## WRITTEN PROBLEM
Set each record down exactly, excluding all images.

==== DATASET RECORDS

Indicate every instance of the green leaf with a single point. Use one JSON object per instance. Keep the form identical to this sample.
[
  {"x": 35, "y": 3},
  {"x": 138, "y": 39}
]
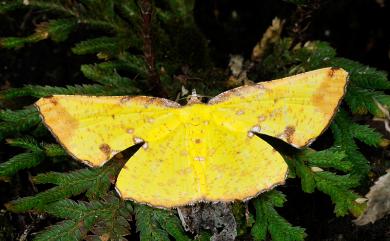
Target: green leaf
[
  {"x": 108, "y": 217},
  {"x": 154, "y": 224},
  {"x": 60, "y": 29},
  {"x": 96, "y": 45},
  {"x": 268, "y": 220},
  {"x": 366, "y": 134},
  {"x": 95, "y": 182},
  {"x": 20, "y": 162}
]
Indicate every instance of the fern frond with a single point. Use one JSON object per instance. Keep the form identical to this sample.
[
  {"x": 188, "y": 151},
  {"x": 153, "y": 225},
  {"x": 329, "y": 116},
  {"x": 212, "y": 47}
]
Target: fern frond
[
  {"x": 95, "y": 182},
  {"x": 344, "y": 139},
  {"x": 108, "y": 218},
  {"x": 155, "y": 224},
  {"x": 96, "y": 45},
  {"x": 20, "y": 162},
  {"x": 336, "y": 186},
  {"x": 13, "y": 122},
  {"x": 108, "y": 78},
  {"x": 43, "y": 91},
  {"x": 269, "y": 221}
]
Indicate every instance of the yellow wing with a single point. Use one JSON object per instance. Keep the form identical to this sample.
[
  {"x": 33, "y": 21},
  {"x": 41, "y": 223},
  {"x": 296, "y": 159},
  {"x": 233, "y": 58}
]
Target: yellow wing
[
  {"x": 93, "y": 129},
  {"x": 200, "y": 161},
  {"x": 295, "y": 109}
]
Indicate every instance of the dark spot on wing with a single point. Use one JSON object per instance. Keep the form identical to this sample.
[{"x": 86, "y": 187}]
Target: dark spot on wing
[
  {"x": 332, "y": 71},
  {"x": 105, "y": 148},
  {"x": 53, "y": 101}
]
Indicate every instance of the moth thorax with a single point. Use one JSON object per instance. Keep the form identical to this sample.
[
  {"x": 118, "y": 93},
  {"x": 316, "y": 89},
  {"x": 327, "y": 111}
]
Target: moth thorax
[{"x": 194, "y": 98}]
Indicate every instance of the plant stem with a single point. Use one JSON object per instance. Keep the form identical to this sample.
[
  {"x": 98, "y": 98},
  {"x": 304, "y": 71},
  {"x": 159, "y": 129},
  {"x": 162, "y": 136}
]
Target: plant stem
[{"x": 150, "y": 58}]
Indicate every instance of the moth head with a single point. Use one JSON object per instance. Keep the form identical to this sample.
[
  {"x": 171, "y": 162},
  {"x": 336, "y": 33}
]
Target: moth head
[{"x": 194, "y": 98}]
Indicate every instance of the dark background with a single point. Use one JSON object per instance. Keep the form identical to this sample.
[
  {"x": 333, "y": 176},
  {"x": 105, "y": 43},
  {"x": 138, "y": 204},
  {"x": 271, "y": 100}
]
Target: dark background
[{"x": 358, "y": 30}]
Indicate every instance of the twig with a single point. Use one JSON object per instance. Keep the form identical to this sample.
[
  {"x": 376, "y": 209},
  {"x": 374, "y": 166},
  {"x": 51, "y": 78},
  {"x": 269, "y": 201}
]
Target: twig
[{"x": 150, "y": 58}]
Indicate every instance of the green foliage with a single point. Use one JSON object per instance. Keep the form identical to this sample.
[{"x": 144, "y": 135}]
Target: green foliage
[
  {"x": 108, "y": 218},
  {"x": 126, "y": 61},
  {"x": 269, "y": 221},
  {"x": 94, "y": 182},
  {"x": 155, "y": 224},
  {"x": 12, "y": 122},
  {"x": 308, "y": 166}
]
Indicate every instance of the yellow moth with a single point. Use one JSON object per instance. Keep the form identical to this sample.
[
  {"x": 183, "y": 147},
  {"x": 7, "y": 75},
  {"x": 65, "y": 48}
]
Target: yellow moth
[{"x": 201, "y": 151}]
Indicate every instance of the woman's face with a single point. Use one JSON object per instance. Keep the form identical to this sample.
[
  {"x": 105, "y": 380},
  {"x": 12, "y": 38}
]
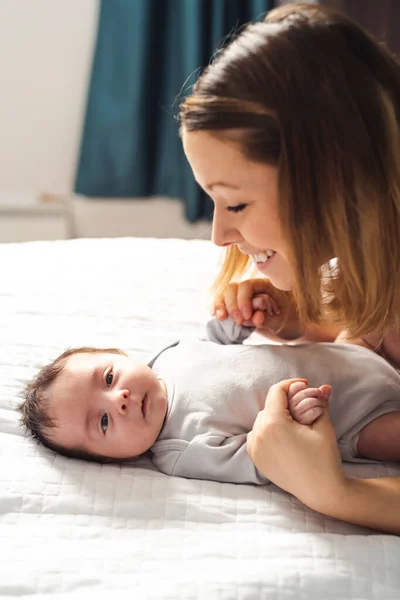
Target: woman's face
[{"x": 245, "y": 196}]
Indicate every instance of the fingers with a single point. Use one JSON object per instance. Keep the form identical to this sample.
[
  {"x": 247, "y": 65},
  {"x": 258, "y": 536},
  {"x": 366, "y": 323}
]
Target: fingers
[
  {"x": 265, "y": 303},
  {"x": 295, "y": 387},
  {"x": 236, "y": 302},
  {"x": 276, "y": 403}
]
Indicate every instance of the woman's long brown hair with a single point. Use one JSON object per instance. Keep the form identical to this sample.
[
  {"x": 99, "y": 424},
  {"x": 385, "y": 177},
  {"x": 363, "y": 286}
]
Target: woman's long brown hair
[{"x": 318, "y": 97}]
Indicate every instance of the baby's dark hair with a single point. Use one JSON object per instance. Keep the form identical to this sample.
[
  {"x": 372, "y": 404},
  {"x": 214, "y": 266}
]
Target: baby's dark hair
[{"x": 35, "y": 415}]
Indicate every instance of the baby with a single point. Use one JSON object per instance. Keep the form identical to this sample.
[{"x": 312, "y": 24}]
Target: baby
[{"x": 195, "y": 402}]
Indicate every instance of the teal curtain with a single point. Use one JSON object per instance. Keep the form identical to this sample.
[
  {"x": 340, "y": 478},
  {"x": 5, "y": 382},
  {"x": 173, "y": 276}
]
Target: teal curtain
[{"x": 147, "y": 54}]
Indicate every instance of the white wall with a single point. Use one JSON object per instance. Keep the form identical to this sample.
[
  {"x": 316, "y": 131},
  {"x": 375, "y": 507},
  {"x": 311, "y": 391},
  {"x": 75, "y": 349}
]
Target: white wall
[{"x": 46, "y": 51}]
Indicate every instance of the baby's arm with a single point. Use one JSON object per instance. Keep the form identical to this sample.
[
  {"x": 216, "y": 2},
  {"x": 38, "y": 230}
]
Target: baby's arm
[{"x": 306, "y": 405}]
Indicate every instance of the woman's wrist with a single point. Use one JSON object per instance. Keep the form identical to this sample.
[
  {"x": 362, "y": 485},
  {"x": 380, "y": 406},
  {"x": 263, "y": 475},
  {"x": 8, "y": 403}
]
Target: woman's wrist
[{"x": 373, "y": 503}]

========

## RESULT
Indicate every instance of the green leaf with a single point. Use one JSON object per instance. Keep the form identical to this sample.
[
  {"x": 35, "y": 3},
  {"x": 138, "y": 39}
]
Target: green leaf
[
  {"x": 108, "y": 217},
  {"x": 154, "y": 224},
  {"x": 60, "y": 29},
  {"x": 96, "y": 45},
  {"x": 268, "y": 220},
  {"x": 366, "y": 134},
  {"x": 95, "y": 182},
  {"x": 20, "y": 162}
]
Indicate every instance of the fern frond with a single point. Use one JSON object per instance. Keep the form identical to this sample.
[
  {"x": 188, "y": 151},
  {"x": 153, "y": 225},
  {"x": 329, "y": 116},
  {"x": 212, "y": 47}
]
Target: fern frond
[
  {"x": 95, "y": 182},
  {"x": 344, "y": 139},
  {"x": 108, "y": 218},
  {"x": 155, "y": 224},
  {"x": 96, "y": 45},
  {"x": 20, "y": 162},
  {"x": 336, "y": 186},
  {"x": 13, "y": 122},
  {"x": 108, "y": 78},
  {"x": 43, "y": 91},
  {"x": 269, "y": 221}
]
Indicate every instance of the yellow wing with a single point. Use one JSON object per instance. Keep the form identical to this sample.
[
  {"x": 33, "y": 21},
  {"x": 41, "y": 223},
  {"x": 296, "y": 159},
  {"x": 233, "y": 58}
]
Target: yellow wing
[
  {"x": 93, "y": 129},
  {"x": 200, "y": 161},
  {"x": 295, "y": 109}
]
Indicate every instance of the dark spot on wing with a single point. Use one JSON object per instance. Keep the form identical to this sample.
[{"x": 86, "y": 187}]
Target: dark spot on wing
[
  {"x": 332, "y": 71},
  {"x": 105, "y": 148},
  {"x": 53, "y": 101}
]
Indicate every instance of the moth thorax with a single point. Use one JSON object per instance. Keep the form identical to this sample.
[
  {"x": 118, "y": 93},
  {"x": 316, "y": 89},
  {"x": 327, "y": 111}
]
Target: moth thorax
[{"x": 194, "y": 98}]
Indicate every instance of the plant stem with a single point. Use one JSON object per instance. Keep the form identical to this sample.
[
  {"x": 98, "y": 98},
  {"x": 304, "y": 71},
  {"x": 159, "y": 129},
  {"x": 162, "y": 136}
]
Target: plant stem
[{"x": 150, "y": 58}]
Indicate every instance of the moth head with a single point. Use one JSON object per instance. Keep the form identical to this sample.
[
  {"x": 171, "y": 162},
  {"x": 336, "y": 33}
]
Target: moth head
[{"x": 194, "y": 98}]
Indicate every instance of the dark background with a single point. Use one JSON object per instance. Keep the form identical to this sample.
[
  {"x": 333, "y": 176},
  {"x": 105, "y": 43},
  {"x": 138, "y": 204},
  {"x": 271, "y": 100}
]
Target: dark background
[{"x": 358, "y": 30}]
Indicate every instance of the twig with a single point. Use one JSON object per instance. Keep the form identical to this sample.
[
  {"x": 376, "y": 209},
  {"x": 374, "y": 166},
  {"x": 51, "y": 78},
  {"x": 269, "y": 201}
]
Target: twig
[{"x": 150, "y": 58}]
Indicate every instance of the green foliage with a single point. Use one JSON object per instance. Keep the form identical to this sample.
[{"x": 144, "y": 135}]
Target: green foliage
[
  {"x": 108, "y": 218},
  {"x": 126, "y": 61},
  {"x": 269, "y": 221},
  {"x": 94, "y": 182},
  {"x": 155, "y": 224},
  {"x": 12, "y": 122},
  {"x": 308, "y": 166}
]
Indicate every instance of the yellow moth with a single point. Use one JSON object per instance. Keep the form identical to this sample.
[
  {"x": 183, "y": 147},
  {"x": 7, "y": 75},
  {"x": 65, "y": 48}
]
Target: yellow moth
[{"x": 201, "y": 151}]
Indicate every instance of the woman's face with a single point. Use one JSON object per instance. Keep the form identical to this sample.
[
  {"x": 105, "y": 380},
  {"x": 12, "y": 38}
]
Target: woman's face
[{"x": 245, "y": 196}]
Indicate every instance of the fingers with a single point. Use one JSON object per instance. Keep the form identical to this sample.
[
  {"x": 247, "y": 65},
  {"x": 258, "y": 536},
  {"x": 366, "y": 323}
]
Target: fingers
[
  {"x": 265, "y": 303},
  {"x": 295, "y": 387},
  {"x": 236, "y": 302},
  {"x": 276, "y": 403}
]
Indicate every instance of the woman's long brown hair with a single point. Use one JSON object per instance. Keep the form identical to this sample.
[
  {"x": 99, "y": 424},
  {"x": 385, "y": 177},
  {"x": 363, "y": 286}
]
Target: woman's long brown hair
[{"x": 318, "y": 97}]
Indicate every instance of the baby's dark hair with a single point. Use one JSON object per instance. Keep the form identical to this sample.
[
  {"x": 372, "y": 404},
  {"x": 214, "y": 266}
]
Target: baby's dark hair
[{"x": 35, "y": 415}]
Indicate every instance of the baby with a single point. Use one JSON object per instance. Keep the form identical to this sample.
[{"x": 312, "y": 24}]
Target: baby
[{"x": 195, "y": 402}]
Indicate every instance of the teal curtain with a single point. Use one JSON object per instance. Keep the form identical to this sample.
[
  {"x": 340, "y": 478},
  {"x": 5, "y": 382},
  {"x": 173, "y": 276}
]
Target: teal curtain
[{"x": 147, "y": 54}]
Indicate every instance of the white wall with a single point. Use one JSON object per instance. Keep the form identical to this sample.
[
  {"x": 316, "y": 131},
  {"x": 375, "y": 507},
  {"x": 311, "y": 391},
  {"x": 75, "y": 349}
]
Target: white wall
[{"x": 46, "y": 51}]
Indicate every instance of the baby's arm with a single point. Use one JSON object per instance. Keep the form identical to this sample.
[
  {"x": 216, "y": 2},
  {"x": 38, "y": 230}
]
Target: baby's arm
[{"x": 306, "y": 405}]
Indicate every instance of the woman's wrist with a single point. Use one JSON object per instance. Keep the form identical to this sample.
[
  {"x": 362, "y": 485},
  {"x": 380, "y": 406},
  {"x": 263, "y": 475},
  {"x": 8, "y": 403}
]
Target: woman's wrist
[{"x": 373, "y": 503}]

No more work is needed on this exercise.